-- TASK DIRECTIONS --
Task for the records below: copy exactly, and only, the line containing "[[86,677],[192,872],[443,818],[415,665],[128,467]]" and every line after it to the end, with pictures left out.

-- EXTRACTED INFORMATION --
• • • • • • •

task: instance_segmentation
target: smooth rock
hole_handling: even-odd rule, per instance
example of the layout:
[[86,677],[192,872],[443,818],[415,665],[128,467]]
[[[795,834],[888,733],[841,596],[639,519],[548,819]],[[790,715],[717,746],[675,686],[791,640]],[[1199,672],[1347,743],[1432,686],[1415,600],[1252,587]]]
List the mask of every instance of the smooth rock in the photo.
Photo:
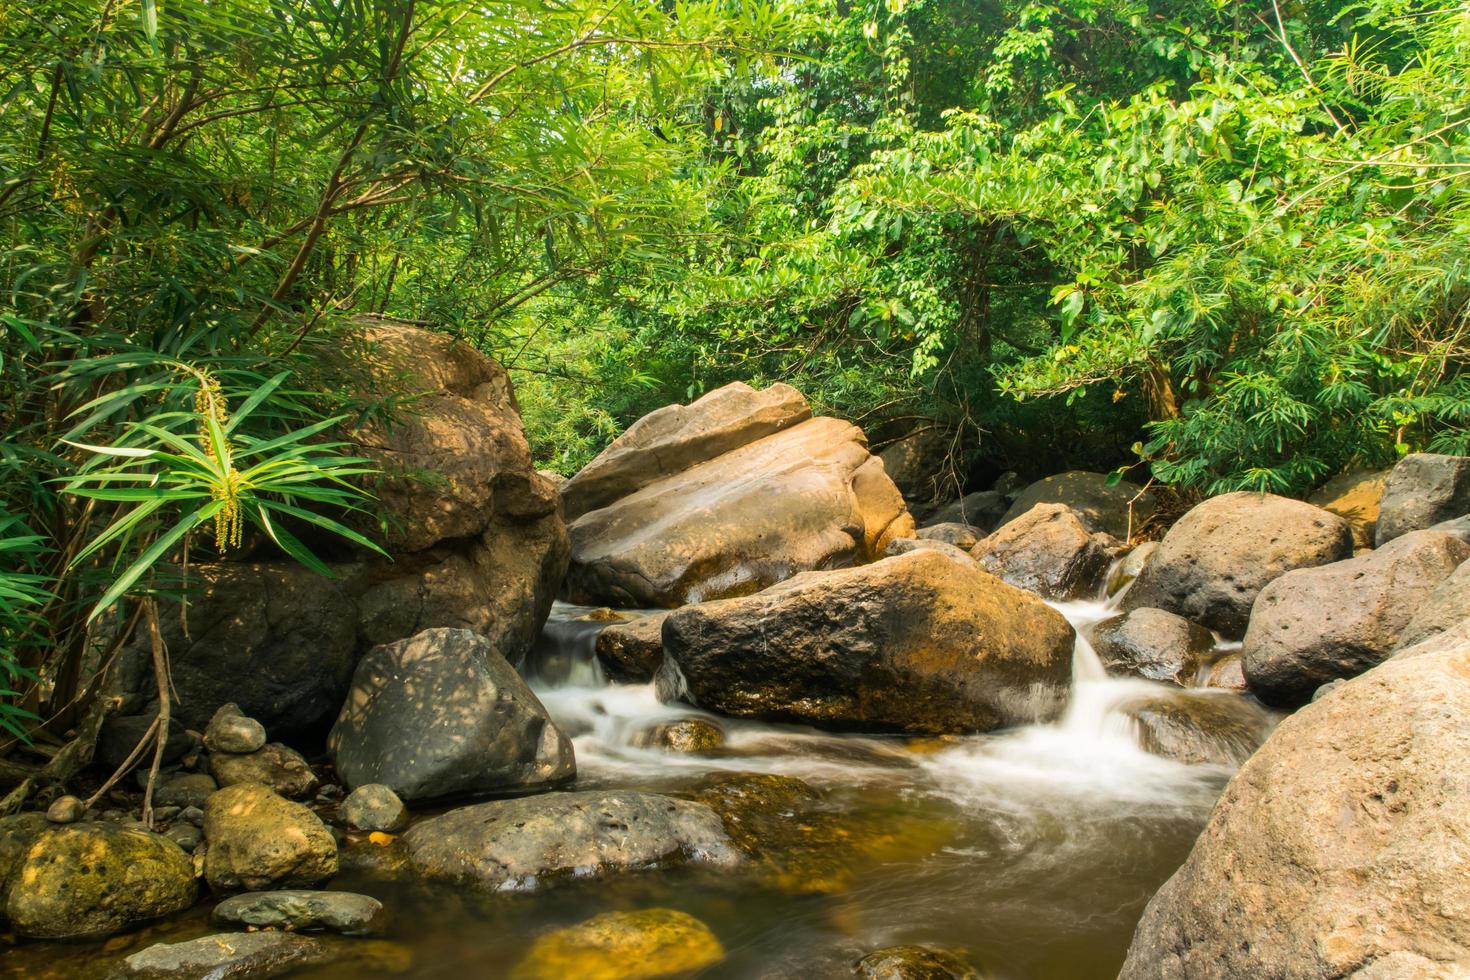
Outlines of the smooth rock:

• • • • • • •

-- TASK ANSWER --
[[86,677],[192,872],[443,818],[415,665],[128,467]]
[[[795,834],[888,733],[841,596],[639,519],[548,819]],[[790,715],[717,746],[675,686],[791,640]],[[1199,672],[1347,743],[1432,686],[1415,600],[1252,587]]]
List the mask of every instance of the smooth rock in the photo.
Photo:
Outlines of the smooth rock:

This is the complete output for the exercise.